Extrait source.
───

Le Joli Mai, c'est interroger les parisiens en mai 1962, alors que les accords d'Évian viennent d'être signés (18 mars 1962), autour de 3 thèmes prédominants : l'argent, le bonheur et la liberté. Trois thèmes qui sont finalement intimement liés.


La voix-off de ce documentaire est très lyrique et la diction d'Yves Montand favorise l'immersion du spectateur dans ce documentaire - non pas sur la France - mais sur Paris et ses mutations. On parle d'ailleurs du "premier printemps de la paix", puisque la France a été continuellement en guerre (WW2, Indochine, Algérie...) et en mai 1962, on retrouve un semblant de sentiment de paix.
Chris Marker et Pierre Lhomme vont interroger dans la rue des parisiens très différents : toutes les classes sociales ont le droit à la parole. Ce qui est assez marquant, c'est de voir à quel point l'argent représente le bonheur selon les interrogés. Le premier dit "Ce qui compte : c'est le pognon", un autre qui travaille à la Bourse déclare plus tard "L'argent, c'est un moyen d'existence". Ainsi, en 1962 (et c'est sûrement le cas encore aujourd'hui), argent est synonyme de bonheur ET de liberté.

───

Données recueillies.
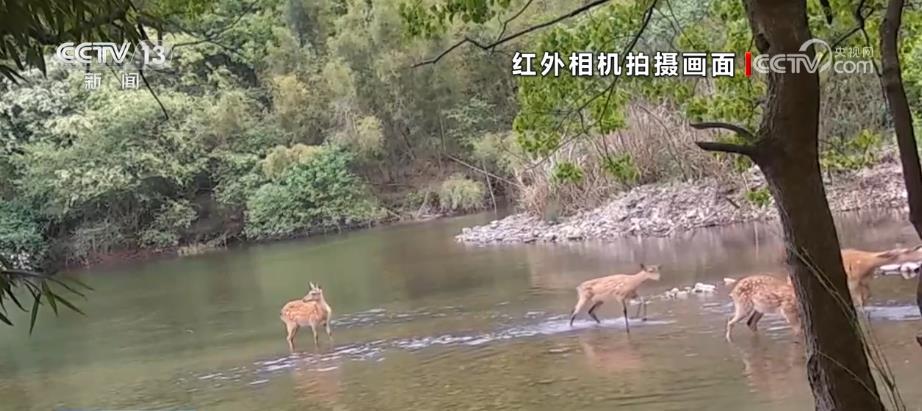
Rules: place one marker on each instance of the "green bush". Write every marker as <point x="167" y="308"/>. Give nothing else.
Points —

───

Consignes.
a: Répondez à ces questions à l'aide de l'extrait sur Le Joli Mai :
(i) À quelle date les accords d'Évian ont-ils été signés ?
(ii) Qui dit la voix-off du documentaire ?
(iii) Que déclare l'interrogé qui travaille à la Bourse ?
b: Renvoyez, sans rien y changer, le passage de l'extrait sur Le Joli Mai qui va de « Chris Marker et » à « ET de liberté. ».
c: Prolongez l'extrait sur Le Joli Mai à partir de sa dernière phrase.
Les lignes constituent un matériau à part, indépendant de l'extrait sur Le Joli Mai.

Réponses par consigne.
a:
(i) Le 18 mars 1962.
(ii) Yves Montand.
(iii) « L'argent, c'est un moyen d'existence ».

b:
Chris Marker et Pierre Lhomme vont interroger dans la rue des parisiens très différents : toutes les classes sociales ont le droit à la parole. Ce qui est assez marquant, c'est de voir à quel point l'argent représente le bonheur selon les interrogés. Le premier dit "Ce qui compte : c'est le pognon", un autre qui travaille à la Bourse déclare plus tard "L'argent, c'est un moyen d'existence". Ainsi, en 1962 (et c'est sûrement le cas encore aujourd'hui), argent est synonyme de bonheur ET de liberté.

c:
Le documentaire est divisé en 2 parties, et la première partie s'achève d'ailleurs sur l'interview d'un couple très niais et gêné face à la caméra, qui met en avant tout le malaise qui habite les parisiens à cette époque. Le mari finit par dire qu'il croit au bonheur éternel. C'est particulièrement intéressant la manière dont les entretiens sont tournés, puisque l'on s'attarde sur la gestuelle (traduisant sans doute le malaise). Ainsi, on entend des individus parler, mais on observe surtout leurs mains.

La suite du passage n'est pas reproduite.